* Exercise brief
Copy the lines from the line with "brown and white" to the line with "M176 140L190 141L197", swapping "muzzle" for "snout" and leaving everything else the same.
===== Exercise data =====
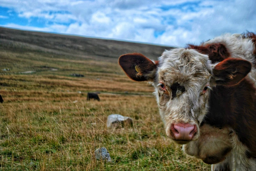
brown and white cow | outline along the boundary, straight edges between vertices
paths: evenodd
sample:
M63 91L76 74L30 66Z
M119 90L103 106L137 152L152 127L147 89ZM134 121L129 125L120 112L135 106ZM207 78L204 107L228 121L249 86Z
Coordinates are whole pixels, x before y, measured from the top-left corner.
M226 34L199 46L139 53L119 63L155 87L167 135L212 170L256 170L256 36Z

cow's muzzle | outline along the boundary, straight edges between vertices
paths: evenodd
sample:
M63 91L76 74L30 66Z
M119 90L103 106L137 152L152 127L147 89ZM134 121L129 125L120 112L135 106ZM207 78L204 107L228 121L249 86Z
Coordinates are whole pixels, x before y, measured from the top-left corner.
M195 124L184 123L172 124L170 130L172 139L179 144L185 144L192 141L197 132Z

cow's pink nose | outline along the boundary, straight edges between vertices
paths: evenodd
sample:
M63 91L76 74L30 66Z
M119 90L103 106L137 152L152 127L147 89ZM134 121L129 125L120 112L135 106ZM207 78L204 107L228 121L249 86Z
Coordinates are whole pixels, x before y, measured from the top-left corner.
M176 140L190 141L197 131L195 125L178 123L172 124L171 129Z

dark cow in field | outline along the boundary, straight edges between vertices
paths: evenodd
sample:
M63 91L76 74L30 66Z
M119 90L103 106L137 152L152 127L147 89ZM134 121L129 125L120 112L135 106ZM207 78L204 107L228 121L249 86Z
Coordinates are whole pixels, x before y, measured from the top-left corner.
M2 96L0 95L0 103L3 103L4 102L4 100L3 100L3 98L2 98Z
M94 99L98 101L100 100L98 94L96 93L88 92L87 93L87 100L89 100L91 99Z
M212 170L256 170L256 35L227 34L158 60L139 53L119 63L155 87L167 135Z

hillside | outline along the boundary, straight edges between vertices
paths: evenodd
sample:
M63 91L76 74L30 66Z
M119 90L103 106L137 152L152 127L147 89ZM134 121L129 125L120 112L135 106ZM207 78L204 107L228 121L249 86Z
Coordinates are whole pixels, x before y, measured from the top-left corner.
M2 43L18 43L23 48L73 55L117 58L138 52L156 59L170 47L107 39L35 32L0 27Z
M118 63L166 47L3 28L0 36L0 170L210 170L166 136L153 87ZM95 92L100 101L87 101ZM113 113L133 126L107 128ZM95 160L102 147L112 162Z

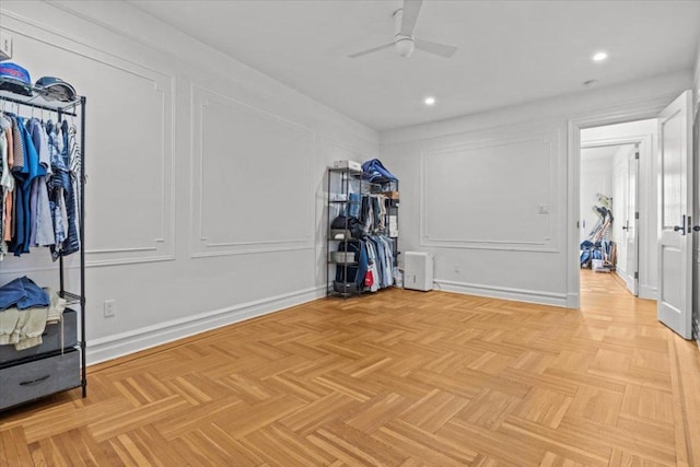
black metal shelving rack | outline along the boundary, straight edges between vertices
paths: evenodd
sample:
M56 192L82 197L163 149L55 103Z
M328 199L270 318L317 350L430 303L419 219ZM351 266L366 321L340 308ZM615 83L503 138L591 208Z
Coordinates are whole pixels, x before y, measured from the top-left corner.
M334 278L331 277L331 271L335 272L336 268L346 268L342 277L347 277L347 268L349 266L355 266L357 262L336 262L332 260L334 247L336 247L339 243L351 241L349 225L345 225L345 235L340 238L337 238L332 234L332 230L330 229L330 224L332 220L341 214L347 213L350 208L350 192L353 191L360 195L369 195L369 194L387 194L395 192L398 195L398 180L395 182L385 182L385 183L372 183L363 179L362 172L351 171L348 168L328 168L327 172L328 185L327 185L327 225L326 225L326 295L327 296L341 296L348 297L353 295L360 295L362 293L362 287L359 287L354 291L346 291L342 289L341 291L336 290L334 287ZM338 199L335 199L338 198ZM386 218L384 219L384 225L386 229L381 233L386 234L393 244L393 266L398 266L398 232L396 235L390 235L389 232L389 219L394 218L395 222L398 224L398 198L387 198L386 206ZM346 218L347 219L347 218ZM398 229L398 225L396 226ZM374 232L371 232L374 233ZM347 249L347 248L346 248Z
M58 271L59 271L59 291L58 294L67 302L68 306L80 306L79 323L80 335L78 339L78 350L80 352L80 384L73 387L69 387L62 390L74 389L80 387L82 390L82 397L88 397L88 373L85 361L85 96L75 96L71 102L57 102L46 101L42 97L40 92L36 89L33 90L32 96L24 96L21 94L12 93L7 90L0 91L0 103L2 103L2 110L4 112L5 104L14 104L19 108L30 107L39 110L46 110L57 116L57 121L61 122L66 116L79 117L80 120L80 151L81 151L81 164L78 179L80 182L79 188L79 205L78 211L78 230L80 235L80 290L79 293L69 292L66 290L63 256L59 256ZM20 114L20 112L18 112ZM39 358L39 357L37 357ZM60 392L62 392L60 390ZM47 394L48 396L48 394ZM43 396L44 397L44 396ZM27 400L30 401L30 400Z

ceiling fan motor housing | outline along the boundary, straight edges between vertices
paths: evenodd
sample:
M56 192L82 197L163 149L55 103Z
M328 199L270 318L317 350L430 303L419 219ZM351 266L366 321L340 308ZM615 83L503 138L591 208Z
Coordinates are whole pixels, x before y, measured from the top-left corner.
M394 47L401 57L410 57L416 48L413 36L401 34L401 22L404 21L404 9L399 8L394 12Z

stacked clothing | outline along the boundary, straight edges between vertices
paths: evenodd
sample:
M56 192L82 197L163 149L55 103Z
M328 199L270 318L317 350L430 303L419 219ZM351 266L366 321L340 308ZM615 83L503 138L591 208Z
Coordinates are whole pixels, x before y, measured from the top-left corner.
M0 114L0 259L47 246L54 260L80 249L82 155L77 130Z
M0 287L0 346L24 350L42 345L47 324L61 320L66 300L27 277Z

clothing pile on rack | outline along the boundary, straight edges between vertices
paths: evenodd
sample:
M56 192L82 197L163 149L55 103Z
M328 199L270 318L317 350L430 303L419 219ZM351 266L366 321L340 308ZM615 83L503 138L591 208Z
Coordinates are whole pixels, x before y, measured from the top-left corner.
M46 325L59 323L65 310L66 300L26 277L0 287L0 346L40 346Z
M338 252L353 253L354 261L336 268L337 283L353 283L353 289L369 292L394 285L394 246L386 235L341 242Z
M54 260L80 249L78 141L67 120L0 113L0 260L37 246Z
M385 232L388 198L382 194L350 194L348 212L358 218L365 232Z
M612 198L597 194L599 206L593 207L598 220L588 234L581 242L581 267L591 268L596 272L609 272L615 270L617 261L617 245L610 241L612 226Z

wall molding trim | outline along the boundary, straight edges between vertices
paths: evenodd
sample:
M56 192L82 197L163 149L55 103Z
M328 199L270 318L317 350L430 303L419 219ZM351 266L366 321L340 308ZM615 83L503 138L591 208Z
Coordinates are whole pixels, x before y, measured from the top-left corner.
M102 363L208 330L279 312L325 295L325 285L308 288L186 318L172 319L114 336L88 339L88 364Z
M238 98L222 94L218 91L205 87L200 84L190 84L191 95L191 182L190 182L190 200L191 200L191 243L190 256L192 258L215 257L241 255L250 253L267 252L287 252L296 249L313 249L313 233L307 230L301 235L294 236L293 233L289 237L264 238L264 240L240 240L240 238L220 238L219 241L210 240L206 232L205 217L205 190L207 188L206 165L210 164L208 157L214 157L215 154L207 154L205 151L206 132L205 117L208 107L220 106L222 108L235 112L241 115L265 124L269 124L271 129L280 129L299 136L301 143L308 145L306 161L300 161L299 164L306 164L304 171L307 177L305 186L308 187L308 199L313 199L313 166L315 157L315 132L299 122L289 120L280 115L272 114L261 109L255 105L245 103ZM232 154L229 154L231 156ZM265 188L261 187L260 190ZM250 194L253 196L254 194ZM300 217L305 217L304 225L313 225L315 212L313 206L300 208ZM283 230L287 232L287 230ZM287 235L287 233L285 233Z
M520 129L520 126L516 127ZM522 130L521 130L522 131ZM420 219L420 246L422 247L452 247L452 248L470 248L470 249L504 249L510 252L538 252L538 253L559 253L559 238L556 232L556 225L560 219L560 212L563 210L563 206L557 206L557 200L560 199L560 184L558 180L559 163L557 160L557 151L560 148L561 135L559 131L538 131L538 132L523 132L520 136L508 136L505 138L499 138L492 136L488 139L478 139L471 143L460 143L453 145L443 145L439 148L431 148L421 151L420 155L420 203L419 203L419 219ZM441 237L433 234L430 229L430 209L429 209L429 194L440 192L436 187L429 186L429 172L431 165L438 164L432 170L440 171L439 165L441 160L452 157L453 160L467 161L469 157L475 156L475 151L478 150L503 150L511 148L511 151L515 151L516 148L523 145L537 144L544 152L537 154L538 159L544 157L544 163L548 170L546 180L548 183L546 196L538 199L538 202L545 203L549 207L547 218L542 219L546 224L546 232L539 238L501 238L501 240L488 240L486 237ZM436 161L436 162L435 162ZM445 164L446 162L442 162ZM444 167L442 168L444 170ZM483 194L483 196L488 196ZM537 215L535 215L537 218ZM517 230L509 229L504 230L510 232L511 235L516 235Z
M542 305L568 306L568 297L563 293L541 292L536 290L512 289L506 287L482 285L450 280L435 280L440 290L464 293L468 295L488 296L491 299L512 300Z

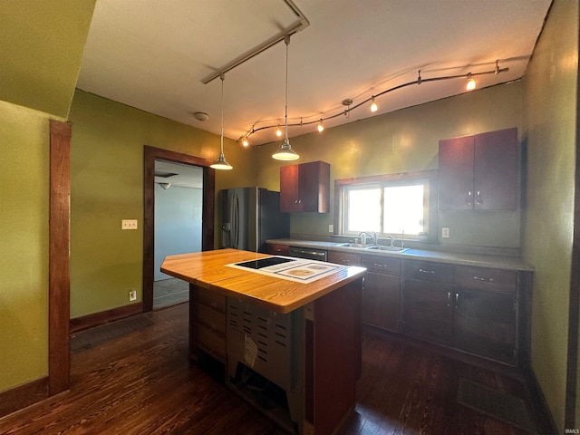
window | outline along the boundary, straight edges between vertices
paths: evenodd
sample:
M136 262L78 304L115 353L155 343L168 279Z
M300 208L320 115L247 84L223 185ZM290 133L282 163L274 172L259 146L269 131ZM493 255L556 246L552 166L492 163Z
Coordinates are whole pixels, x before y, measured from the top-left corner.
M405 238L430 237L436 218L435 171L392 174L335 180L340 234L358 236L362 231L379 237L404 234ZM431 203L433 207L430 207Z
=====
===== Exercise data =====
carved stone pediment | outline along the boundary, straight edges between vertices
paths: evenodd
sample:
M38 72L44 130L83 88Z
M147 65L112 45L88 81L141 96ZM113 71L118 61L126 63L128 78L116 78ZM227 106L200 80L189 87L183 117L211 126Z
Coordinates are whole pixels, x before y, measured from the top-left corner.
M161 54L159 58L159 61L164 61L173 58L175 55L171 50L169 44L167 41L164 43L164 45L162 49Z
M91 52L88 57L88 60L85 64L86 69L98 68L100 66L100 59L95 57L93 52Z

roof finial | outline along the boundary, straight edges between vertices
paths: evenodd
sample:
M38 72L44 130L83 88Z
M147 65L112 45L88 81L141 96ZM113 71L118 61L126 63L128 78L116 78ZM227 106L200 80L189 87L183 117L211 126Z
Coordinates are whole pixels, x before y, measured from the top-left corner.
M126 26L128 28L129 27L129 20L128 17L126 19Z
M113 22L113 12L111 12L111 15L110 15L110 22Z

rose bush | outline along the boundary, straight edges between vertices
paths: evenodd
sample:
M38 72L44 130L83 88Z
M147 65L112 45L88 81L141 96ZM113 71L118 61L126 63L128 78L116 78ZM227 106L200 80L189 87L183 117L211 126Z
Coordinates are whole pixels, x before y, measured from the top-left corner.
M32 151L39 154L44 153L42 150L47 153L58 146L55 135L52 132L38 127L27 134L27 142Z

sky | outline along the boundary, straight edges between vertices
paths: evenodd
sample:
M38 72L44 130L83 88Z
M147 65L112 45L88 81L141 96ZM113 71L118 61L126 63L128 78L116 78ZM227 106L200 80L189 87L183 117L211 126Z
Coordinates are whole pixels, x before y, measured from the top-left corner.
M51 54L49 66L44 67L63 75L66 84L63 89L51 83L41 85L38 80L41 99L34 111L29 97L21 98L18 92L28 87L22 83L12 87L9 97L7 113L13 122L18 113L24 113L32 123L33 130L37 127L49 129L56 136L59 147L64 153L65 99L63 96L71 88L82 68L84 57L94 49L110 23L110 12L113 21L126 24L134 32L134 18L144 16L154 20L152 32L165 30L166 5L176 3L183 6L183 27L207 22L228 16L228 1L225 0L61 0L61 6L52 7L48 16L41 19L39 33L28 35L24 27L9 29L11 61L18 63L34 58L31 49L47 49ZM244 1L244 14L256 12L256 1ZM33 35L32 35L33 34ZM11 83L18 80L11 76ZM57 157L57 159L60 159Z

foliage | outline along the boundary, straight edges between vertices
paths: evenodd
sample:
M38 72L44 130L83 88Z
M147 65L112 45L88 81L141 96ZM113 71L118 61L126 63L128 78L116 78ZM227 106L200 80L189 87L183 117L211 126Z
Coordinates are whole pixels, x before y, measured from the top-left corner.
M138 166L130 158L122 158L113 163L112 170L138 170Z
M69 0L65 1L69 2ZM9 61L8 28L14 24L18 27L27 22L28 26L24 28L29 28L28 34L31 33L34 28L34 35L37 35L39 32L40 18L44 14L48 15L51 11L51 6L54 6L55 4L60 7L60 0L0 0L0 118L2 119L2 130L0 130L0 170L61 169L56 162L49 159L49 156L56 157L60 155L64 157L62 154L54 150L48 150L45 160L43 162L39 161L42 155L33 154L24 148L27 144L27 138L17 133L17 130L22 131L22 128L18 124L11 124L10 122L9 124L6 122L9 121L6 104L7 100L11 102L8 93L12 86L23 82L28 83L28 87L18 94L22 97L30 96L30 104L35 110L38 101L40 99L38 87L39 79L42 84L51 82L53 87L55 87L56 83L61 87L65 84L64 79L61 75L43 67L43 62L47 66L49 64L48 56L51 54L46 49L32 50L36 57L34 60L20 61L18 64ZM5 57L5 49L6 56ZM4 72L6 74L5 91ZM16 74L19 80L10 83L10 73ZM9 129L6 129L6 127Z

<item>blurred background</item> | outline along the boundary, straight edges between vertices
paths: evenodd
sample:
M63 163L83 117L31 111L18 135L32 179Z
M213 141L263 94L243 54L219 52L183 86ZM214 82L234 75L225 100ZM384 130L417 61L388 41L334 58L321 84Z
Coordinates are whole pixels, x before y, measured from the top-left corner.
=====
* Completed task
brown and white cow | outline along the boundary, straight edges between vertices
paths: evenodd
sample:
M63 91L76 74L30 66Z
M119 90L103 106L137 152L152 127L147 89ZM134 121L129 125L120 112L135 106ZM207 78L204 107L228 121L249 86Z
Coordinates are whole pixels, x before y, measured from the top-left corner.
M226 34L199 46L139 53L119 63L155 87L167 135L212 170L256 170L256 36Z

cow's snout | outline along the boundary, straight edges between vertices
paths: evenodd
sample:
M63 91L76 74L30 66Z
M119 90L103 106L137 152L152 127L147 89ZM134 121L129 125L120 112L135 106ZM207 78L204 107L228 121L249 86Z
Coordinates are whole pixels, x before y, measured from the top-left corner.
M195 124L184 123L172 124L170 130L172 139L179 144L185 144L192 141L197 132Z

cow's pink nose | outline along the boundary, straight edges between vertices
paths: evenodd
sample:
M63 91L76 74L30 66Z
M119 90L103 106L137 152L152 127L147 89ZM134 121L129 125L120 112L135 106ZM207 78L204 107L228 121L249 86Z
Coordinates are whole pixels, x before y, measured from the top-left corner.
M176 140L190 141L197 131L195 125L178 123L172 124L171 129Z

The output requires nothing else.